[Task requirements]
Write each line word for word, from the line that contains "Would you be able to indicate the vegetation" through the last line of the material below.

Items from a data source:
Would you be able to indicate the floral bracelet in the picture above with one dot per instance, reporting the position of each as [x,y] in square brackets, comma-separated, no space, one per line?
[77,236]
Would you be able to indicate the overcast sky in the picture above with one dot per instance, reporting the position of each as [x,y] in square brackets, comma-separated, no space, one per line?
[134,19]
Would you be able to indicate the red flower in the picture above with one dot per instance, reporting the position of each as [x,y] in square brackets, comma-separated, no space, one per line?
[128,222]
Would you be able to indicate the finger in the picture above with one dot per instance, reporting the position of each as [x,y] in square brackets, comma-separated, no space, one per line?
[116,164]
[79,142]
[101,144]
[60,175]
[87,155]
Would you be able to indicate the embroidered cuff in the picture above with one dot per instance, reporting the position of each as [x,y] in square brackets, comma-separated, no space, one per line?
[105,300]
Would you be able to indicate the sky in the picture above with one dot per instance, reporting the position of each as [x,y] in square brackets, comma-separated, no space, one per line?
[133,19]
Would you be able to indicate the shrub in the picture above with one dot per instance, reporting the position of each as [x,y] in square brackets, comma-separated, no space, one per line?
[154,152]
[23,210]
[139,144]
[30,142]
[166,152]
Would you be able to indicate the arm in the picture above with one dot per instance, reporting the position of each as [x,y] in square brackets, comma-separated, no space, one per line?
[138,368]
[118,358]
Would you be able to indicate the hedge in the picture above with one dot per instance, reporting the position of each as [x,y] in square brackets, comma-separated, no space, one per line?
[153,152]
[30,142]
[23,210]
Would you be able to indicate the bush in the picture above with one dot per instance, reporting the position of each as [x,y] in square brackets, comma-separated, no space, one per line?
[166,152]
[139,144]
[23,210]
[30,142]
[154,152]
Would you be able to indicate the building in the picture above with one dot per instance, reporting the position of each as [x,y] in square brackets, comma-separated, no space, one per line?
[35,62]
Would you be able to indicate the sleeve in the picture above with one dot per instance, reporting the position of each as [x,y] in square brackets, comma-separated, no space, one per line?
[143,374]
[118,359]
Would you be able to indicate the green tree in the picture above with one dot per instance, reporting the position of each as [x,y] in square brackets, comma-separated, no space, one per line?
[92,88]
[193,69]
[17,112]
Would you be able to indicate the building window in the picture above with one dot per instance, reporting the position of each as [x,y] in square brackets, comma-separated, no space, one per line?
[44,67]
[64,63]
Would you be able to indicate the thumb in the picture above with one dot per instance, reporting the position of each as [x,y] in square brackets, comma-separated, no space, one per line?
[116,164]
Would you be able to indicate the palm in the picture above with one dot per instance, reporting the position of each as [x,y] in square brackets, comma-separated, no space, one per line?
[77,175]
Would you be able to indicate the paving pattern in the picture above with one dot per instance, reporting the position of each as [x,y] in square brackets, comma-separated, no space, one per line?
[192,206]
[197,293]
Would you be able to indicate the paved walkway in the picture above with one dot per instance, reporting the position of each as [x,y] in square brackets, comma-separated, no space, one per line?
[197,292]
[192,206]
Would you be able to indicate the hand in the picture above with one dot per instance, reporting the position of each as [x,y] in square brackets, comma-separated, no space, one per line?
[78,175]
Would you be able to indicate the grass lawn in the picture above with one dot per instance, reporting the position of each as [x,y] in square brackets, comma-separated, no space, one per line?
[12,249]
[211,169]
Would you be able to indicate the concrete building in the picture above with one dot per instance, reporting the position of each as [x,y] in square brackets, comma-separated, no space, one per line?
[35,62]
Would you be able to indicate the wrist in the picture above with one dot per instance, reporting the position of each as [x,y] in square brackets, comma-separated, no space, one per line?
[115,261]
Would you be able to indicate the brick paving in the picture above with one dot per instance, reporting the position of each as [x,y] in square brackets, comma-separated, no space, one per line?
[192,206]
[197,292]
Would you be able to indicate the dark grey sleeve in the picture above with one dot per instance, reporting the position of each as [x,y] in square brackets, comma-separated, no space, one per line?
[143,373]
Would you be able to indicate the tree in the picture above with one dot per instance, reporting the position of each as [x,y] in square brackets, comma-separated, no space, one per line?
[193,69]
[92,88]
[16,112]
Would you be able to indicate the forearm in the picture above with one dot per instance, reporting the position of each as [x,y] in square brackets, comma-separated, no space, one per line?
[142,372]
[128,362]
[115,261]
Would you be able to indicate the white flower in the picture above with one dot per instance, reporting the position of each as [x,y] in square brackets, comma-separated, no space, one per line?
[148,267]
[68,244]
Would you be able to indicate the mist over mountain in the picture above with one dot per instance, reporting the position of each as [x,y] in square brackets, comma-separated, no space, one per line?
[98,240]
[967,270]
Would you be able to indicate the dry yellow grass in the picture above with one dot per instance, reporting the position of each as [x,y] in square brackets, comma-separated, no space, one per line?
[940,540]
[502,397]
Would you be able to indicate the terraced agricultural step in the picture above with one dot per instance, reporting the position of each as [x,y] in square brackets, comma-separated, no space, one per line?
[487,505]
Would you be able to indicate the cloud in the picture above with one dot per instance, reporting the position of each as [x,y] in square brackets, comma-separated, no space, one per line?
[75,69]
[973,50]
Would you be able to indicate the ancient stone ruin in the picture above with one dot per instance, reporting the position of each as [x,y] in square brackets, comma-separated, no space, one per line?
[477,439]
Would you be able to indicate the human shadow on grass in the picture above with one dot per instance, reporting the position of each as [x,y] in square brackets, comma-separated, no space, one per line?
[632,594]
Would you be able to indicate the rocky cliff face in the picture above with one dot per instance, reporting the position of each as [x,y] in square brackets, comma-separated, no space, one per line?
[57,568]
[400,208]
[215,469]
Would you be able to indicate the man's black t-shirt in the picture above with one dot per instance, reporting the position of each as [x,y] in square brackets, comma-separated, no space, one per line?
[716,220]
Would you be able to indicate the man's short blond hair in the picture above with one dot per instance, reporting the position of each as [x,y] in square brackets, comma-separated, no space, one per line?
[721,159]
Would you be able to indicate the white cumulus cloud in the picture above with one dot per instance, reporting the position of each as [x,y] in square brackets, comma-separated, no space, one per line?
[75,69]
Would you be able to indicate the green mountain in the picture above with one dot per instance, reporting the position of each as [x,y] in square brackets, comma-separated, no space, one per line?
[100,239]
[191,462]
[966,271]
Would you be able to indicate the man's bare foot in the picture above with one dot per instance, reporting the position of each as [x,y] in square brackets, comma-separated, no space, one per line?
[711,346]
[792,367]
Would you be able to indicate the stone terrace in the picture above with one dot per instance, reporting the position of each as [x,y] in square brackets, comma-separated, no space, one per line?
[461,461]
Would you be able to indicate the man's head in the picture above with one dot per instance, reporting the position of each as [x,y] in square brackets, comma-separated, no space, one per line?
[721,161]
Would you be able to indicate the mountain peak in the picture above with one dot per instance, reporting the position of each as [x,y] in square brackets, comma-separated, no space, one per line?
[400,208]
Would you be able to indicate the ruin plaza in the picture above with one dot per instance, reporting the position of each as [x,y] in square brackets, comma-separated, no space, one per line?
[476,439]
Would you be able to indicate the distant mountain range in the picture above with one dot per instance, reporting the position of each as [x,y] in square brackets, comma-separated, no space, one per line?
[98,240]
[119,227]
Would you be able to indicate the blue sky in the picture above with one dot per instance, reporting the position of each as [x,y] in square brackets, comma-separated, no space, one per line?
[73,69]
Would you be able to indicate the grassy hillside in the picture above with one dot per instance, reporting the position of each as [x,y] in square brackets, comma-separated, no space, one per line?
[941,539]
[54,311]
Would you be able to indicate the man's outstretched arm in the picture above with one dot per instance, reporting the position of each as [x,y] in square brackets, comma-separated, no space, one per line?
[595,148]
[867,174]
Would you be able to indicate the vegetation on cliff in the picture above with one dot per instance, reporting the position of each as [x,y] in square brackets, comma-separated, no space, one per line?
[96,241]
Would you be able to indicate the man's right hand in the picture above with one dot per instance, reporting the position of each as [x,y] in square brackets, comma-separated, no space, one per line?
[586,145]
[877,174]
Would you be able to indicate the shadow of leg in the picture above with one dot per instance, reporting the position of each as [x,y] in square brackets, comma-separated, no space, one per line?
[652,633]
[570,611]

[Task response]
Would you be able to indicate the vegetation on cliff in the picture above with one dot per instance, reporting the position of each as [x,y] in square brackets, comma-separated, no space, one per line?
[96,241]
Would you be able to indicate the man's right hand in the picture above with one dot per instance, reporting the position of each as [x,y] in square brackets, comma-separated, no space, one per line?
[586,145]
[877,174]
Would you be able to indicate the shadow of leg in the picture above with one dot per instance, reporting the position of each as [x,y] in square brackets, comma-separated, no space, one per line?
[652,633]
[570,611]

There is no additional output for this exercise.